Data for the task:
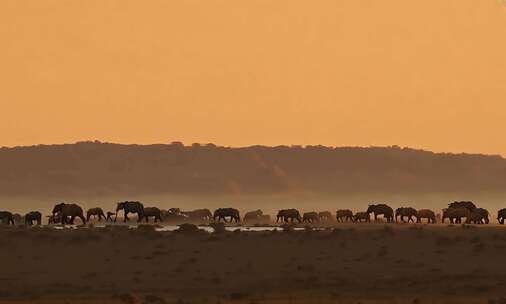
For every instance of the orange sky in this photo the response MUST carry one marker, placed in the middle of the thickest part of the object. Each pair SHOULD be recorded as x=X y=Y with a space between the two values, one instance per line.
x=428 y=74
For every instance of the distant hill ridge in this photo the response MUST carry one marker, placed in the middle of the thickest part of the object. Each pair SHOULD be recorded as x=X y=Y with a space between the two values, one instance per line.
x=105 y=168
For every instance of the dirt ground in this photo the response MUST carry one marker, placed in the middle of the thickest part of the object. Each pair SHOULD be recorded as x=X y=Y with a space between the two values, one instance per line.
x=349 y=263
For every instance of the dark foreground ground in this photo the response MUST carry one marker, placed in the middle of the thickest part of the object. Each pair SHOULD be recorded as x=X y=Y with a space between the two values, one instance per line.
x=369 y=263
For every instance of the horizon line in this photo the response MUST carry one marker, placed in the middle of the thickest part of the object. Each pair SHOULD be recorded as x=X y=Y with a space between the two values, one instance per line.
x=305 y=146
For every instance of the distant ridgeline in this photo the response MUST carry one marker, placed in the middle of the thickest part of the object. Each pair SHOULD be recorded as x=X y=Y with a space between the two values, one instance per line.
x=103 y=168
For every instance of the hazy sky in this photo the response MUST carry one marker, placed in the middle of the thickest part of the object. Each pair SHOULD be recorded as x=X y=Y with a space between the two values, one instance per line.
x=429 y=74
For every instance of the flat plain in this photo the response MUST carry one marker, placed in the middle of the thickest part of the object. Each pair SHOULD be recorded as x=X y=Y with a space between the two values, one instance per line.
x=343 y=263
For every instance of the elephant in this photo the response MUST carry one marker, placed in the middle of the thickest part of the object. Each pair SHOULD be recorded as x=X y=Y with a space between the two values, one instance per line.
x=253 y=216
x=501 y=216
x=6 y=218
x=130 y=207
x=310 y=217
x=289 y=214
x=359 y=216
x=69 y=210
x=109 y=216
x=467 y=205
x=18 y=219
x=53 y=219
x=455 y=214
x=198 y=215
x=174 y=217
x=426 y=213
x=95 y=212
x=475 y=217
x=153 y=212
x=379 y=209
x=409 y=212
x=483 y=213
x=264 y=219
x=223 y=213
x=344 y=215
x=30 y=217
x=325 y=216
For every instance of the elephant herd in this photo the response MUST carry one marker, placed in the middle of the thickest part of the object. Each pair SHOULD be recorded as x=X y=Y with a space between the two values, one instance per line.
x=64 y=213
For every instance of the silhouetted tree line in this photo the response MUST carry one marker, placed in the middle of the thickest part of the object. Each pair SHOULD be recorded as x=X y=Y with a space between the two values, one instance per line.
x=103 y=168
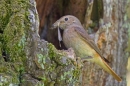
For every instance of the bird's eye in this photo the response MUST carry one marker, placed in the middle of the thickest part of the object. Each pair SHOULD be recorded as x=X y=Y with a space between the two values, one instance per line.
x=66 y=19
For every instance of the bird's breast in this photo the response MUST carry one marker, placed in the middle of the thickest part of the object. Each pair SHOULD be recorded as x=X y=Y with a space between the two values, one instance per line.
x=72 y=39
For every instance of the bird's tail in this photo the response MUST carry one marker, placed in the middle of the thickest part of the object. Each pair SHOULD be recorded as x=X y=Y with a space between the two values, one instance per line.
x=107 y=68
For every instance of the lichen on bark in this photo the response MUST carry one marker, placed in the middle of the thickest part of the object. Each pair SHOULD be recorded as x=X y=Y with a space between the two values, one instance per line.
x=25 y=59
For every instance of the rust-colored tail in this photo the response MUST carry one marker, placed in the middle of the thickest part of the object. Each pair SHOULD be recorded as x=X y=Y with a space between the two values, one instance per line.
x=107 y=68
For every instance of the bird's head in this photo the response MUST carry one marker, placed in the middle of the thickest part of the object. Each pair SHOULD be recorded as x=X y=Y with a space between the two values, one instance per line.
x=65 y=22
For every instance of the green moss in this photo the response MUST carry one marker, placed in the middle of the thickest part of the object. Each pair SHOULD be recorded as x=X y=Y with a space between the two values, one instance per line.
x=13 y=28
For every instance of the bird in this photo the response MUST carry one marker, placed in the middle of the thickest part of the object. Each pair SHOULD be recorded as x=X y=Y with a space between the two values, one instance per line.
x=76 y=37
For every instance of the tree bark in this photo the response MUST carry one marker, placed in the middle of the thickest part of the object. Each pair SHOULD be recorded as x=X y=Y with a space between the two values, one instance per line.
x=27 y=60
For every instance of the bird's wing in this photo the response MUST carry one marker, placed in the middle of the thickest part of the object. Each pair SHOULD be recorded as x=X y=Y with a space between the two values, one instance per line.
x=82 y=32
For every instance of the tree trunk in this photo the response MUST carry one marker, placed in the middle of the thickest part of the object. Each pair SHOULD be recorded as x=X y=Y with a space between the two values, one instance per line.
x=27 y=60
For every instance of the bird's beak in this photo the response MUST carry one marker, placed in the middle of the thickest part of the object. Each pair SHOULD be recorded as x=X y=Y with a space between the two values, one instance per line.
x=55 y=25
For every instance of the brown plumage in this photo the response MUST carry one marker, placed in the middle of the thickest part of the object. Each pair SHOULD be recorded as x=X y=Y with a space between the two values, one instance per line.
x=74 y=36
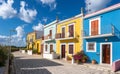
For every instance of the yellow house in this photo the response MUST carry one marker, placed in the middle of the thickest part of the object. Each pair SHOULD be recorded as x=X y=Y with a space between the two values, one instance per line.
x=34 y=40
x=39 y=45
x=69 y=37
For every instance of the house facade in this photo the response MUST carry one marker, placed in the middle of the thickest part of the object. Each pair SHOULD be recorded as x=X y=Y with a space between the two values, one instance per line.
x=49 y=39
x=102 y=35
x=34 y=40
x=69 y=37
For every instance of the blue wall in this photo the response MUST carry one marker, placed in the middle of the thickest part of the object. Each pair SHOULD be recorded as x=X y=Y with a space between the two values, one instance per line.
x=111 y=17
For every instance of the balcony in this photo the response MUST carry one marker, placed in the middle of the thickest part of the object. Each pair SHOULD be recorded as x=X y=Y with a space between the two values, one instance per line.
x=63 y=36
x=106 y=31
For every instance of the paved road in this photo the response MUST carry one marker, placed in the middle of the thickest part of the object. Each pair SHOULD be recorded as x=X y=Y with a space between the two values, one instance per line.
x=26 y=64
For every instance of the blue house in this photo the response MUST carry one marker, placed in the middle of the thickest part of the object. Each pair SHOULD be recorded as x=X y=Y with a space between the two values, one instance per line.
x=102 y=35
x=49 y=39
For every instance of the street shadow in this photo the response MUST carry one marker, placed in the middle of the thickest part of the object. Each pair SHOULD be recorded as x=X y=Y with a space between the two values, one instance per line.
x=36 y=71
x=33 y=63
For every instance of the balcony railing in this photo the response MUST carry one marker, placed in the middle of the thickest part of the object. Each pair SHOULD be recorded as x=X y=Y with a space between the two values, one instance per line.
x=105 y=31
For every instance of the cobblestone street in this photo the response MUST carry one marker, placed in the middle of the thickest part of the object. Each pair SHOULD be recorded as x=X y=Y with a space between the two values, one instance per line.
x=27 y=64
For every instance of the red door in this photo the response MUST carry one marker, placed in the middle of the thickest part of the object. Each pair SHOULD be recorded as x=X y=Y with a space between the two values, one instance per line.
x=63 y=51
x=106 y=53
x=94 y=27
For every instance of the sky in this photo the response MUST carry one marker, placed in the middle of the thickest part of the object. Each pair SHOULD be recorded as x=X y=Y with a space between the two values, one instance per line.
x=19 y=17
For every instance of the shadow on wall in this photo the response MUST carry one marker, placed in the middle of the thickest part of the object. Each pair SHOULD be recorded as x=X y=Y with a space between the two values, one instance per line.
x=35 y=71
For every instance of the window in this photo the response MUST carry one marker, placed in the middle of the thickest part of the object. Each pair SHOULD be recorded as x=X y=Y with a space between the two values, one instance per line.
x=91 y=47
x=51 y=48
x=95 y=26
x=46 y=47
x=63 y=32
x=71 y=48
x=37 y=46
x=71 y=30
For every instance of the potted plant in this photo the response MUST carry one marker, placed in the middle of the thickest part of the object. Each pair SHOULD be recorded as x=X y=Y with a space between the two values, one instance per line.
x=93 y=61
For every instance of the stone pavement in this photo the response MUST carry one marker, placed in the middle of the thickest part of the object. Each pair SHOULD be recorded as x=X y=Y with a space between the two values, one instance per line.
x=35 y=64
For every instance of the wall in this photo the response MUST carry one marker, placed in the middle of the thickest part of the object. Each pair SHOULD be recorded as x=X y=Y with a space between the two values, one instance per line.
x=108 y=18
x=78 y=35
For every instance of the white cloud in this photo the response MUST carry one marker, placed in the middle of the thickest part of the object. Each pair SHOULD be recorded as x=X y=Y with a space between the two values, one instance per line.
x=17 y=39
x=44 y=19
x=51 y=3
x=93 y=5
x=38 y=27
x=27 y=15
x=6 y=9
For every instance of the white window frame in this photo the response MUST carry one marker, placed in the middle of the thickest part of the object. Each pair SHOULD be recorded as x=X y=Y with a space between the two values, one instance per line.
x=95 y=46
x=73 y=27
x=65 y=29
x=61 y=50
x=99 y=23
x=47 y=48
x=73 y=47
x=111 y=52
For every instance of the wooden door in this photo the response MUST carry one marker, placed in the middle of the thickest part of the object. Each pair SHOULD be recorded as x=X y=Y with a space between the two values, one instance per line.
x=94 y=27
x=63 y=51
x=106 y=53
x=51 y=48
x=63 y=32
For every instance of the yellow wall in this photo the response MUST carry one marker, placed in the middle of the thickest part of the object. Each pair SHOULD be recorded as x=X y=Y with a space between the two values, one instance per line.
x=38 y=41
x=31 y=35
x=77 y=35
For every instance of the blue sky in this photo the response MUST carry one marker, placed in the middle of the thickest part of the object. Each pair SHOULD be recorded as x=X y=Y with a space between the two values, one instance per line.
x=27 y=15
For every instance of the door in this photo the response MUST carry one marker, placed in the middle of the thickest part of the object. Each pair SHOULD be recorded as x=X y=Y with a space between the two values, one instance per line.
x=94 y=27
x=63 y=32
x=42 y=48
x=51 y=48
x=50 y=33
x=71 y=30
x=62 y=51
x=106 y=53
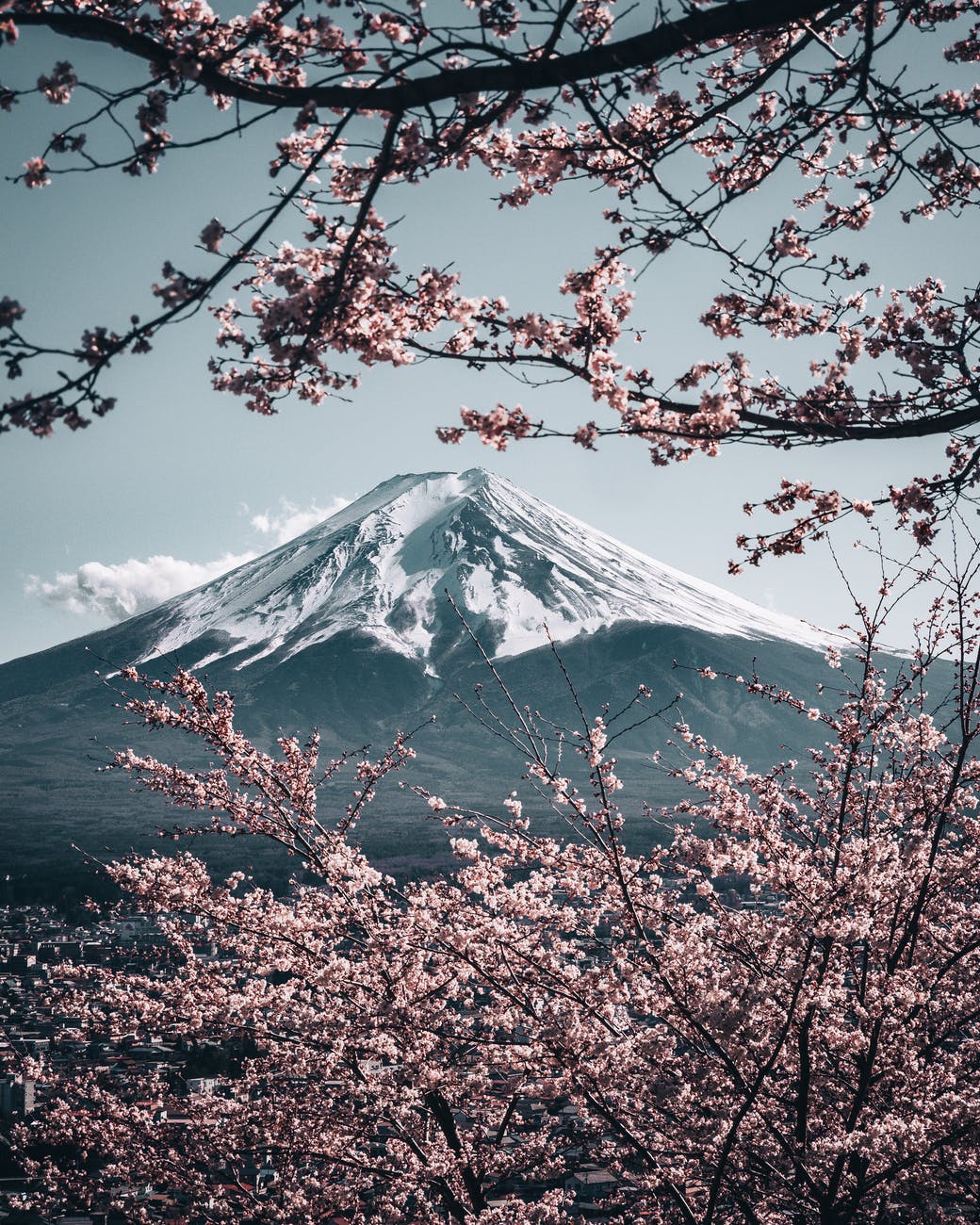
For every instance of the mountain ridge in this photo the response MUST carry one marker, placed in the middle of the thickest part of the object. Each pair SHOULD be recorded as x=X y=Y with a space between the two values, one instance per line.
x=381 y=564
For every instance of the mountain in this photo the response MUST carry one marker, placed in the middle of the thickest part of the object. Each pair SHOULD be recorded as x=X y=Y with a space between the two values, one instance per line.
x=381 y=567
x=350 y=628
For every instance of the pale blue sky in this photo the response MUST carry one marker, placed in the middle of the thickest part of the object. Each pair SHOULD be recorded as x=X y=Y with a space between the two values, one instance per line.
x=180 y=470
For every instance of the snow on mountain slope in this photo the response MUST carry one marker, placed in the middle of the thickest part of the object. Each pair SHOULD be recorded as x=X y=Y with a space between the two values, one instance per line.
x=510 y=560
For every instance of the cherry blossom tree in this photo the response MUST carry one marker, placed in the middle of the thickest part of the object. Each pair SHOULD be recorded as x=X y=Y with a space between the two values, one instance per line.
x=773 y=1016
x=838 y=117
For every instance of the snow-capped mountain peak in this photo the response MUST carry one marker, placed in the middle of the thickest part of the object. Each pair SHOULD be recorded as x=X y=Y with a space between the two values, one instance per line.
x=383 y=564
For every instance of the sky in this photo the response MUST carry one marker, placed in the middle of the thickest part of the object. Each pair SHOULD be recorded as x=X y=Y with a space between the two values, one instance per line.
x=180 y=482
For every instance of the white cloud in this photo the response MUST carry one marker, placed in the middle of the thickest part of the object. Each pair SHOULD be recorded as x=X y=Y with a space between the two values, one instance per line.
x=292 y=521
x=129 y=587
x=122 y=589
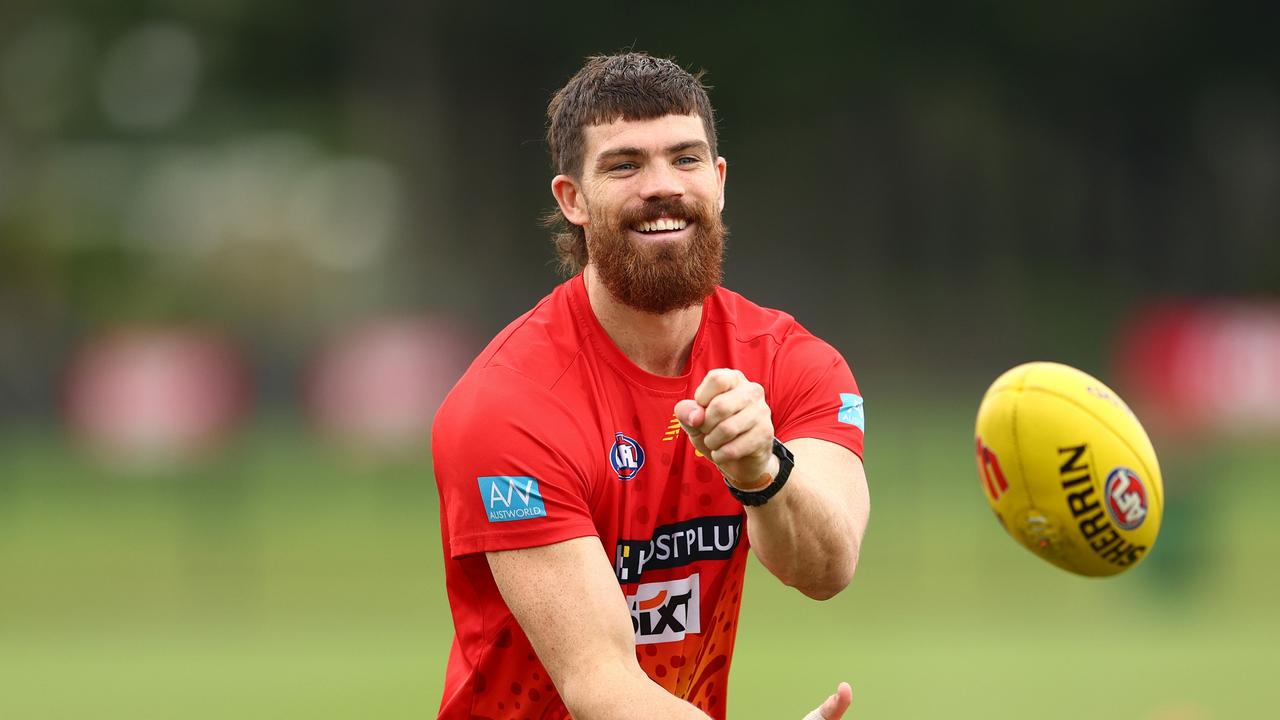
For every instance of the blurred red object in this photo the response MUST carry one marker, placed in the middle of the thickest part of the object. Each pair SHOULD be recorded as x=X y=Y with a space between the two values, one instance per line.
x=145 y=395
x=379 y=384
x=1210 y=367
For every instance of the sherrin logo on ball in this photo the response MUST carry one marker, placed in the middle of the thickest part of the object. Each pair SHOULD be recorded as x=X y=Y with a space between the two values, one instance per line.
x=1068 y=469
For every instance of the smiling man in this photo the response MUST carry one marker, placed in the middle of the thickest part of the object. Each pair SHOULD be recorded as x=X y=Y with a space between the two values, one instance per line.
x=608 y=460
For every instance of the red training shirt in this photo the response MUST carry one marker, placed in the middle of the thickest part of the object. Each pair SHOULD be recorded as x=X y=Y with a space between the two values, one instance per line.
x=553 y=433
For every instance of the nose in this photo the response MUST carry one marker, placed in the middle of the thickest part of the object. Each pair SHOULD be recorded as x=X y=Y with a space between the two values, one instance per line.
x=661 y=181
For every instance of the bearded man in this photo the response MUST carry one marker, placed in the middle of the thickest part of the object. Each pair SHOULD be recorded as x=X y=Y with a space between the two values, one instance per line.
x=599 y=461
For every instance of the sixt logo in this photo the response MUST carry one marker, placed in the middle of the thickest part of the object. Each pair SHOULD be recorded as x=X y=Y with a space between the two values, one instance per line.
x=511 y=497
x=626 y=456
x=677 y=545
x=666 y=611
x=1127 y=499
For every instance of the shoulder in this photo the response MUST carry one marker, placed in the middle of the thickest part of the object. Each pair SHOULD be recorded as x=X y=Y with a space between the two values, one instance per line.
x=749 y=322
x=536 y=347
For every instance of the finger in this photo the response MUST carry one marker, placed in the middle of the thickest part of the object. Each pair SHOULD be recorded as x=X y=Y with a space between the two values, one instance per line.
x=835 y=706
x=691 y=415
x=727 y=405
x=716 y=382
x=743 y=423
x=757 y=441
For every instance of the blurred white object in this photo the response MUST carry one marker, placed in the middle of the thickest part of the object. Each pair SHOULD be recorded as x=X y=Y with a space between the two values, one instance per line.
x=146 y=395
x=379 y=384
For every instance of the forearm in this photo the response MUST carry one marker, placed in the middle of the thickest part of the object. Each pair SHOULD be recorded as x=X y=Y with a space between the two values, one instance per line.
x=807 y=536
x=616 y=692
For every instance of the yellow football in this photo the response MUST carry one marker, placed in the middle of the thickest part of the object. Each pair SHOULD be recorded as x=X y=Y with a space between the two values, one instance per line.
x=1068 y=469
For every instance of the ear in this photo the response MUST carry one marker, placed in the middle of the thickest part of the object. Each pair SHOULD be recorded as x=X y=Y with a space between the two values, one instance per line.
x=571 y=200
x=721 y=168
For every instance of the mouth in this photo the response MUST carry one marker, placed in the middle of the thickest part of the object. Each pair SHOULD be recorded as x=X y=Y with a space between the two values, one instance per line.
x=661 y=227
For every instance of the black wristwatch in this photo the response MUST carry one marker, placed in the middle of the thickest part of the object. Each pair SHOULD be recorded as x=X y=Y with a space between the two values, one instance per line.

Exercise instructions:
In the listing above, the line containing "For every instance of the blurred white" and all lines after it are to be restated word for word.

Solution to this problem:
For every instance of the blurred white object in this photo the response MUST carry one marker, placed in the middle of the thickest part of the object. Each pair SHOULD be recorded as x=X y=Y with a space between the two values, one instance per line.
x=146 y=395
x=379 y=384
For every instance of the forearm in this photo the response MUST carry one marker, placed in the middle of the thickest part of the object. Each pair SHOULD be recorded as x=X y=Y with a space between the two values, one instance per line.
x=807 y=536
x=616 y=692
For every instance of the yellow football in this photo the response MUST carry one marker, placed in the middle of the thickest part of the object. Each pair SHOULD be recorded as x=X y=Y with a space between the two values, one instance per line.
x=1068 y=469
For every instance of the ear in this photo the response MUST carry one marker, placed in the middle of the thickest part of the object. Each pair SHOULD be recorded as x=X y=Y with a space between the two values, one instance per line.
x=571 y=200
x=721 y=168
For every instance of the mouth in this photo the response MUST carry one marker, placed in the middle of the thickest part of the object. Each pair SHOULD be recorded as x=X y=Y with a space between the two values, one instance per line.
x=661 y=227
For every instance of the black wristwatch in this photo the response MUST carry one marker, placed in the middle of the thickest part of the object. Each pair SHOULD be recorded as x=X y=Y with a space between the two values, one instance per line.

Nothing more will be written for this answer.